Quote the listing below verbatim, starting at the line containing "Point to the city" and ending with the final line of the listing. Omit the pictures from your answer.

# [Records for this exercise]
------------------------------------------------------------------------

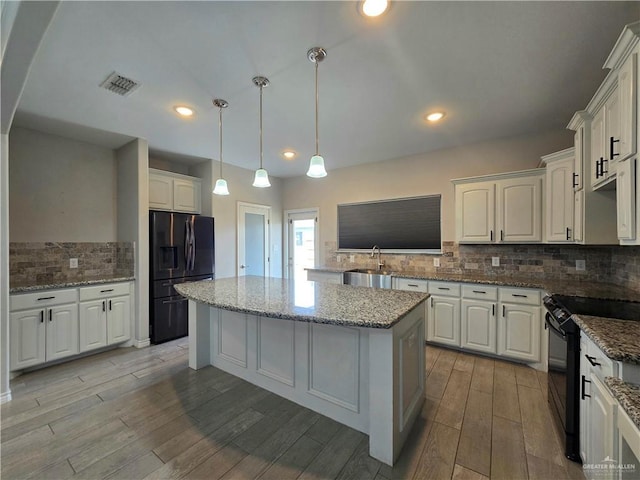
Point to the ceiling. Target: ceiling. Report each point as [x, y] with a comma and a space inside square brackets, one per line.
[498, 69]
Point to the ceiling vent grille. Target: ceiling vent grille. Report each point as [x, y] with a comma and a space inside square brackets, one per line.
[120, 84]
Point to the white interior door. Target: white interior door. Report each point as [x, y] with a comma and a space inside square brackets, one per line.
[303, 245]
[253, 239]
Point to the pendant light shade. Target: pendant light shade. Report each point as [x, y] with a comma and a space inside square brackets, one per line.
[261, 180]
[316, 164]
[221, 184]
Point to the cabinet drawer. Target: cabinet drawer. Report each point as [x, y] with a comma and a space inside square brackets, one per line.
[481, 292]
[519, 295]
[104, 291]
[412, 284]
[44, 298]
[444, 288]
[599, 364]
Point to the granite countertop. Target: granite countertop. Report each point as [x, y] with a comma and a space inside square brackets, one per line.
[77, 283]
[305, 301]
[572, 288]
[618, 339]
[628, 396]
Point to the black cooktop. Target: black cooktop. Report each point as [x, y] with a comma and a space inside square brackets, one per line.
[597, 307]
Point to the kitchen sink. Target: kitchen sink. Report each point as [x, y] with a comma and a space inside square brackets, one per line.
[362, 277]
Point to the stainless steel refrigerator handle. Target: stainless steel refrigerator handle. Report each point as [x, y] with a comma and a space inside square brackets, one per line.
[186, 245]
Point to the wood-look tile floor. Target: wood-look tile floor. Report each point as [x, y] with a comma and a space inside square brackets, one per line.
[143, 414]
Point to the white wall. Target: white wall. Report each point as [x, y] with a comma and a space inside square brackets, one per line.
[133, 226]
[61, 190]
[424, 174]
[5, 391]
[224, 210]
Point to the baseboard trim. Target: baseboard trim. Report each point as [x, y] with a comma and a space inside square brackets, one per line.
[142, 343]
[5, 397]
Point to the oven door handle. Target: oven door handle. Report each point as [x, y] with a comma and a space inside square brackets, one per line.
[548, 321]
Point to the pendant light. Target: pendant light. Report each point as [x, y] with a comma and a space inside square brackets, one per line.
[261, 179]
[316, 164]
[221, 184]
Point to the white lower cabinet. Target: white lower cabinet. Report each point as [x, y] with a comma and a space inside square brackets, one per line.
[479, 325]
[105, 315]
[43, 327]
[519, 332]
[444, 321]
[443, 316]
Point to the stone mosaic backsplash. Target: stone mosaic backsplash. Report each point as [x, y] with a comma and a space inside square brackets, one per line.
[610, 264]
[48, 262]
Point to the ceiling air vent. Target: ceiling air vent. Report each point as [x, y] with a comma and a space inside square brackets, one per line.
[120, 84]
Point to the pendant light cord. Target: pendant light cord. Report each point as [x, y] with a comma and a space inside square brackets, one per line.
[260, 126]
[317, 150]
[220, 125]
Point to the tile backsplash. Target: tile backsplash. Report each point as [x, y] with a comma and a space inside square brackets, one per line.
[611, 264]
[32, 263]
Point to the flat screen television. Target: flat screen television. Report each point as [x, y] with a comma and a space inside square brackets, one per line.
[403, 224]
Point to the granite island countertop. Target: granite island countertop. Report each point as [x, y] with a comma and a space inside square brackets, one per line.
[326, 303]
[618, 339]
[70, 284]
[574, 288]
[628, 396]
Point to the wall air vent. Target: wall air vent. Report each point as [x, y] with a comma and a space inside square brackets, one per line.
[120, 84]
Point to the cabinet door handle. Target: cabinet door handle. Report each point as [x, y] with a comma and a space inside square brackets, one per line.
[584, 395]
[592, 360]
[611, 142]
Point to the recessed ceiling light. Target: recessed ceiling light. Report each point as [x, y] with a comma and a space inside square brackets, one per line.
[183, 111]
[374, 8]
[435, 116]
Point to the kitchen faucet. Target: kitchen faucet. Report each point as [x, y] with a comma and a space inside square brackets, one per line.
[373, 252]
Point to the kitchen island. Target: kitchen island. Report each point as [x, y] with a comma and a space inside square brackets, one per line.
[351, 353]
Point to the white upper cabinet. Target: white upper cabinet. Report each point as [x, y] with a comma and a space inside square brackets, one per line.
[504, 208]
[174, 192]
[605, 134]
[626, 192]
[475, 212]
[628, 91]
[559, 196]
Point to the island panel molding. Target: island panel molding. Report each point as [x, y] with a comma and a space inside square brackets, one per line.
[360, 364]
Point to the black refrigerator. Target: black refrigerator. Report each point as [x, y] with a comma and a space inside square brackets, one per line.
[181, 250]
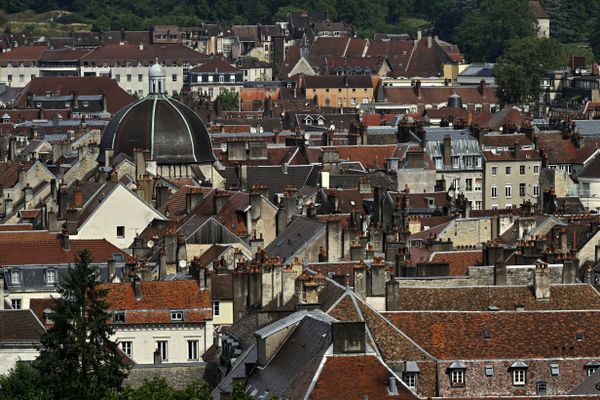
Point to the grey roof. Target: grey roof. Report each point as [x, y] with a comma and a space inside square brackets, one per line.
[289, 374]
[294, 238]
[588, 127]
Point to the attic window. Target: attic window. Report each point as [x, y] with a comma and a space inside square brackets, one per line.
[177, 315]
[119, 316]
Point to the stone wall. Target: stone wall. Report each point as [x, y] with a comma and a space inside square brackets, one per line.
[178, 376]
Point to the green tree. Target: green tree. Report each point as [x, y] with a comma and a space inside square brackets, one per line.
[485, 33]
[230, 100]
[77, 359]
[23, 383]
[519, 70]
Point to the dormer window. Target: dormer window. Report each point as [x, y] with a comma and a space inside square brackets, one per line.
[177, 315]
[118, 316]
[519, 372]
[457, 374]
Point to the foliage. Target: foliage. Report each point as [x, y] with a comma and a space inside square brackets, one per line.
[230, 100]
[23, 383]
[77, 359]
[484, 34]
[519, 70]
[159, 389]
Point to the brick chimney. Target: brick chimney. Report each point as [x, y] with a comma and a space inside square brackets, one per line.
[541, 281]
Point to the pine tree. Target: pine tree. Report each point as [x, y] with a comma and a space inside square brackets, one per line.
[77, 359]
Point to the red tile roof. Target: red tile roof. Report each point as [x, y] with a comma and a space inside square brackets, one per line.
[514, 335]
[42, 247]
[158, 299]
[356, 377]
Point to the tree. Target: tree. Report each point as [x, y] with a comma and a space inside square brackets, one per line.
[519, 70]
[230, 100]
[23, 383]
[484, 34]
[77, 359]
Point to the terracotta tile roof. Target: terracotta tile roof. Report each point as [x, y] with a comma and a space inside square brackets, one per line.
[158, 299]
[480, 298]
[356, 377]
[438, 95]
[42, 247]
[458, 261]
[524, 155]
[116, 98]
[514, 335]
[505, 140]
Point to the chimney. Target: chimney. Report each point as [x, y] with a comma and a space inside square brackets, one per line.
[137, 287]
[77, 196]
[481, 88]
[220, 198]
[541, 281]
[64, 240]
[348, 337]
[417, 88]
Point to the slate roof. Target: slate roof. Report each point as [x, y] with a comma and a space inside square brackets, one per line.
[42, 247]
[356, 377]
[158, 299]
[480, 298]
[514, 335]
[19, 326]
[294, 238]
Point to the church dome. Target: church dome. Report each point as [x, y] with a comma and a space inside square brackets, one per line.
[170, 130]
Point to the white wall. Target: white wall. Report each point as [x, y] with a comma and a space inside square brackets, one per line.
[144, 341]
[120, 208]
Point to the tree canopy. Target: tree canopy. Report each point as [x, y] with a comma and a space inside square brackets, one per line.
[519, 70]
[78, 360]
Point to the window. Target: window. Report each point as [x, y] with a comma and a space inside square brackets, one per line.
[468, 184]
[119, 316]
[457, 377]
[15, 304]
[127, 348]
[193, 350]
[519, 376]
[542, 388]
[177, 315]
[411, 380]
[455, 162]
[50, 277]
[15, 278]
[162, 346]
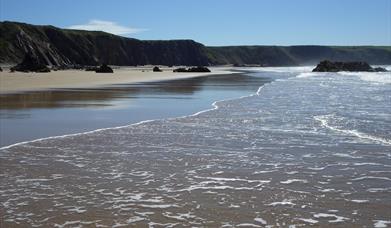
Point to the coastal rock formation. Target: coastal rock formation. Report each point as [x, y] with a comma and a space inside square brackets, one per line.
[31, 63]
[104, 69]
[157, 69]
[192, 69]
[61, 47]
[328, 66]
[91, 68]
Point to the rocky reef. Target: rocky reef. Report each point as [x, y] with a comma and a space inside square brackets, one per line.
[328, 66]
[104, 69]
[192, 69]
[156, 69]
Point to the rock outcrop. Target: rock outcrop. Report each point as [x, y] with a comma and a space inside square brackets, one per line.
[156, 69]
[192, 69]
[104, 69]
[328, 66]
[31, 63]
[62, 47]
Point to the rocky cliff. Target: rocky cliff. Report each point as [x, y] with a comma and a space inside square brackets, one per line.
[56, 46]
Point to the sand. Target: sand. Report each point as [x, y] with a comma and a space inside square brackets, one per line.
[22, 82]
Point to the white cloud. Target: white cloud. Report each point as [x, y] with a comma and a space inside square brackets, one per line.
[107, 26]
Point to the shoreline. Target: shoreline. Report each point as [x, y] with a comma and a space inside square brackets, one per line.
[187, 109]
[213, 105]
[19, 82]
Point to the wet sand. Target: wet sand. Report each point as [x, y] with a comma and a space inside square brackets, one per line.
[20, 82]
[38, 114]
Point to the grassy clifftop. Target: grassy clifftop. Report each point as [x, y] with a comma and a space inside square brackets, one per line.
[57, 46]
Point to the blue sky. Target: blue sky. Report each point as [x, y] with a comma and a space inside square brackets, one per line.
[218, 22]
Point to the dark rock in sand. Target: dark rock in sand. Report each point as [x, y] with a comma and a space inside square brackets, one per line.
[380, 69]
[328, 66]
[180, 70]
[91, 68]
[192, 69]
[104, 69]
[157, 69]
[31, 63]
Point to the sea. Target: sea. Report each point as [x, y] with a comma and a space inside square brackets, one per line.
[300, 149]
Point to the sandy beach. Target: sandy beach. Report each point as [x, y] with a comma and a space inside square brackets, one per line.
[21, 82]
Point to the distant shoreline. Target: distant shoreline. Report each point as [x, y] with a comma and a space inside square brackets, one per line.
[18, 82]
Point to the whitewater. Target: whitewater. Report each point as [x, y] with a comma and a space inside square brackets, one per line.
[306, 149]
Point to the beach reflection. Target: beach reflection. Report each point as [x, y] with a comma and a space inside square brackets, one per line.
[32, 115]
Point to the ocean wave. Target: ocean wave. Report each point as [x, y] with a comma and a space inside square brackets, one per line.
[376, 77]
[324, 121]
[214, 107]
[308, 74]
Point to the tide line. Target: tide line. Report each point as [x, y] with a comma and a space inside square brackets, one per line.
[214, 104]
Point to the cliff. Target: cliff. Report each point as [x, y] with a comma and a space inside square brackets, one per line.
[56, 46]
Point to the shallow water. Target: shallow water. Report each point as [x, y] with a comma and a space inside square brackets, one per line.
[34, 115]
[306, 149]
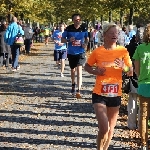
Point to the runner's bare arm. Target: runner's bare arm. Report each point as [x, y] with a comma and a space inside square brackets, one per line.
[94, 71]
[137, 67]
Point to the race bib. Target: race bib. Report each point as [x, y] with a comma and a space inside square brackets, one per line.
[76, 43]
[110, 90]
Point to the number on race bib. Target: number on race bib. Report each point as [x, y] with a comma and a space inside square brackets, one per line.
[110, 90]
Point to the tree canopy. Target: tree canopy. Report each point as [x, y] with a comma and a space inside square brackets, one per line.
[45, 11]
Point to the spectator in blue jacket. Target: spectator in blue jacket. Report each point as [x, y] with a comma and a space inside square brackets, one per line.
[10, 36]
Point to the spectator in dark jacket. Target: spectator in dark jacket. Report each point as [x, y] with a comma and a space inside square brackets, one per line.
[5, 50]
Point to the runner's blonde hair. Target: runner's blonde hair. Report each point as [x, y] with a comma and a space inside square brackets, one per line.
[146, 34]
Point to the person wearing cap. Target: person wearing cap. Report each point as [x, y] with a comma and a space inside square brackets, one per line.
[109, 60]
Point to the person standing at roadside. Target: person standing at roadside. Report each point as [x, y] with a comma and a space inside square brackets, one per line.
[9, 37]
[5, 50]
[77, 37]
[47, 32]
[60, 52]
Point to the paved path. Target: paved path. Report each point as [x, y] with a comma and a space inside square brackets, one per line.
[38, 112]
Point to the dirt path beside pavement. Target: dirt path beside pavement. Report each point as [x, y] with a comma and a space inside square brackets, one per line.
[38, 112]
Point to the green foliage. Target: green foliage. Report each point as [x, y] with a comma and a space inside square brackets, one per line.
[45, 11]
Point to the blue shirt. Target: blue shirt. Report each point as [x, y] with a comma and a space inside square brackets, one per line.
[57, 36]
[79, 34]
[11, 33]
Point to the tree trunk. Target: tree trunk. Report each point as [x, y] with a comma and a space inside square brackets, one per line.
[110, 16]
[131, 16]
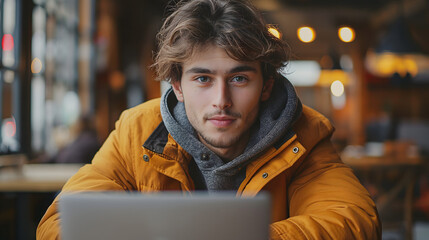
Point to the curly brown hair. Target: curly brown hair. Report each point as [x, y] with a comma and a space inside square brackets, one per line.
[234, 25]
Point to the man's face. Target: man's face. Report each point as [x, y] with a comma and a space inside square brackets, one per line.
[221, 97]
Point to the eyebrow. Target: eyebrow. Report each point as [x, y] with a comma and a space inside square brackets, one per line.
[241, 68]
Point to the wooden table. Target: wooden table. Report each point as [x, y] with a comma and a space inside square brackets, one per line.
[23, 180]
[408, 166]
[36, 177]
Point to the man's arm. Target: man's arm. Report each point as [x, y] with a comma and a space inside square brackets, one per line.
[326, 201]
[109, 171]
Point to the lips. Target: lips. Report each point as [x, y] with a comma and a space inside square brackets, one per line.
[221, 121]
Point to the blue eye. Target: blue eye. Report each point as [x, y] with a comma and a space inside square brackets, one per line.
[202, 79]
[239, 79]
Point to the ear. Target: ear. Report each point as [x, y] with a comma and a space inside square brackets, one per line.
[177, 90]
[266, 90]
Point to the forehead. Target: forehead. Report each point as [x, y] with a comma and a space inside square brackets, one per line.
[214, 57]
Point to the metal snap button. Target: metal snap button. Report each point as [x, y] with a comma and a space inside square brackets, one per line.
[205, 156]
[295, 150]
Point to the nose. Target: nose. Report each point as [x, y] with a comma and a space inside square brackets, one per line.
[222, 96]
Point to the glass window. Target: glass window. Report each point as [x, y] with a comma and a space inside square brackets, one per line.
[10, 120]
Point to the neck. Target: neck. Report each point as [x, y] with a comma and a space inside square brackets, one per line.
[229, 153]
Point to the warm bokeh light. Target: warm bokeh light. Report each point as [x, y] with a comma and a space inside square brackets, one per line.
[306, 34]
[36, 65]
[346, 34]
[337, 88]
[10, 128]
[327, 76]
[7, 42]
[275, 32]
[387, 64]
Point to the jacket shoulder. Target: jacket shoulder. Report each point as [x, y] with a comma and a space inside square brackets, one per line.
[312, 127]
[141, 120]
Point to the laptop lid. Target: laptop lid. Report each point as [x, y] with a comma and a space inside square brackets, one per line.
[164, 216]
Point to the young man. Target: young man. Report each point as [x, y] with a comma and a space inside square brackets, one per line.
[230, 122]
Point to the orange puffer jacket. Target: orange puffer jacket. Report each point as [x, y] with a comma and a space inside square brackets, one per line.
[314, 195]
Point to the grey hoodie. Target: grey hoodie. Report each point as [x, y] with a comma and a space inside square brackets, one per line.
[209, 171]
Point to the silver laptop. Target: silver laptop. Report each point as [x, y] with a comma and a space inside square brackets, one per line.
[166, 216]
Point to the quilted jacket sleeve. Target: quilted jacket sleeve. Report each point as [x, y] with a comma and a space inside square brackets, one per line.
[109, 171]
[326, 200]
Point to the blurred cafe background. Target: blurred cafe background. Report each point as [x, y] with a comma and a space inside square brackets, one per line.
[68, 68]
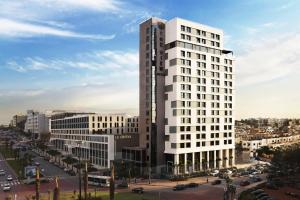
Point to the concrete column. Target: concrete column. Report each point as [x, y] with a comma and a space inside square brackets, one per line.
[207, 158]
[227, 156]
[176, 162]
[200, 160]
[221, 157]
[185, 163]
[193, 162]
[233, 157]
[215, 159]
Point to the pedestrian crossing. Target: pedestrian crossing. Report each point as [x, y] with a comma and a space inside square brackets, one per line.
[11, 183]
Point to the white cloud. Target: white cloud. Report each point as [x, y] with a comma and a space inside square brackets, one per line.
[268, 60]
[36, 9]
[111, 63]
[11, 28]
[102, 98]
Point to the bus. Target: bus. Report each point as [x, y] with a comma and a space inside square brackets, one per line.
[97, 180]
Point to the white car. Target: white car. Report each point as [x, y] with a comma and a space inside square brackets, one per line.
[6, 187]
[9, 178]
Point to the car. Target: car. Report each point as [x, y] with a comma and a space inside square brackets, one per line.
[215, 173]
[263, 194]
[216, 182]
[123, 185]
[6, 187]
[229, 172]
[291, 194]
[9, 178]
[192, 185]
[244, 183]
[256, 179]
[179, 187]
[2, 172]
[44, 180]
[139, 190]
[258, 191]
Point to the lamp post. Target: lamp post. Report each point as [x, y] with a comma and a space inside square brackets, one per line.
[79, 166]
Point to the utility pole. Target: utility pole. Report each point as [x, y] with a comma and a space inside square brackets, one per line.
[56, 190]
[37, 184]
[112, 183]
[85, 181]
[79, 173]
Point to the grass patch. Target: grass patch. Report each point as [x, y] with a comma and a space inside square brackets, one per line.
[17, 166]
[103, 195]
[7, 152]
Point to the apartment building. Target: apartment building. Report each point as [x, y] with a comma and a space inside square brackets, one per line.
[186, 96]
[36, 123]
[95, 137]
[18, 121]
[272, 142]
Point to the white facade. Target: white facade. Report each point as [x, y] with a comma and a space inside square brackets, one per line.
[253, 145]
[199, 102]
[36, 123]
[91, 136]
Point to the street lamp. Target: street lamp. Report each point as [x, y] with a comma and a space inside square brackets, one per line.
[79, 143]
[168, 165]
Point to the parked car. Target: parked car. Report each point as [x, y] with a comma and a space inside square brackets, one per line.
[216, 182]
[258, 191]
[256, 179]
[215, 173]
[139, 190]
[44, 180]
[9, 178]
[263, 194]
[123, 185]
[192, 185]
[71, 172]
[229, 172]
[2, 172]
[291, 194]
[244, 183]
[179, 187]
[6, 187]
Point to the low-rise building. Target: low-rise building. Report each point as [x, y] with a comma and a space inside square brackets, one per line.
[37, 124]
[95, 137]
[253, 145]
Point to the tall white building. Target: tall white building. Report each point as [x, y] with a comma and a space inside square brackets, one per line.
[186, 96]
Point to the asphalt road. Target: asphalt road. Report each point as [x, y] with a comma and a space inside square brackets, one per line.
[50, 170]
[8, 171]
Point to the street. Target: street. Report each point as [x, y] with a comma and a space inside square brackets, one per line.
[49, 169]
[8, 171]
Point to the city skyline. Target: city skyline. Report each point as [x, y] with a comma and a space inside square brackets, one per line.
[88, 73]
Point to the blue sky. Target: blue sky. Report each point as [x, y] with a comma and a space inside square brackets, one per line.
[83, 54]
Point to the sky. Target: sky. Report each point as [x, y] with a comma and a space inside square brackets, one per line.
[83, 55]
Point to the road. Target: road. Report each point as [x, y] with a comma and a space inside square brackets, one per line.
[8, 171]
[50, 170]
[66, 182]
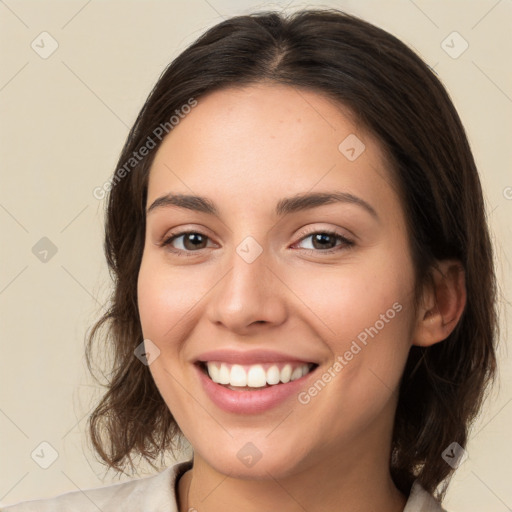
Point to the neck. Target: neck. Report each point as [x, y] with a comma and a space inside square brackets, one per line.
[363, 484]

------------------------------------------------------------------------

# [Result of this exercise]
Point to the city skyline. Target: city skyline. Report each point as [x, y] with a comma and a space inside square brackets, one per line.
[88, 73]
Point to the blue sky. Target: blue sky. Report each point as [x, y] with a comma and a space inside square brackets, one per line.
[83, 54]
Point to the sky. Target: sky. Report each point as [x, y] with a comma and a space inside square brackets, one per line.
[83, 55]
Point to the road. Target: road. Report each point as [x, y] with a comma and a space inside square brackets, one per line.
[8, 171]
[50, 170]
[66, 182]
Point to the neck. Target: neck. Report each point as [x, y] with a comma and a space inside square brackets, one per line.
[363, 484]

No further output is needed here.